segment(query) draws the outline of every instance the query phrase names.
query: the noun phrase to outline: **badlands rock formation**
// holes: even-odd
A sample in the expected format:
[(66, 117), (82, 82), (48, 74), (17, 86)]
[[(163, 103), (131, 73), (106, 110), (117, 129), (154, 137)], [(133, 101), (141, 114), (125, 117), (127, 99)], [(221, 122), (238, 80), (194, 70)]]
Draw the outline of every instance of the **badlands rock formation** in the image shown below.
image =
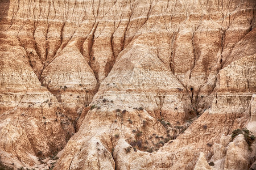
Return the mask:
- - - - - - -
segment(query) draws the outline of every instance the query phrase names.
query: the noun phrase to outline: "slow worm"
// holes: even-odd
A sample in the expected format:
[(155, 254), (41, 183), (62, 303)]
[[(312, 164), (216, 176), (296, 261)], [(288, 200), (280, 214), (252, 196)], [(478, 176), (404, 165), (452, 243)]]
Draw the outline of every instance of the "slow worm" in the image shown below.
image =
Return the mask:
- - - - - - -
▸ **Prompt**:
Pick out each line of the records containing the string "slow", and copy those lines.

▸ **Response below**:
query: the noun phrase to outline: "slow worm"
Draw the outline of every instance of the "slow worm" in the image shown below.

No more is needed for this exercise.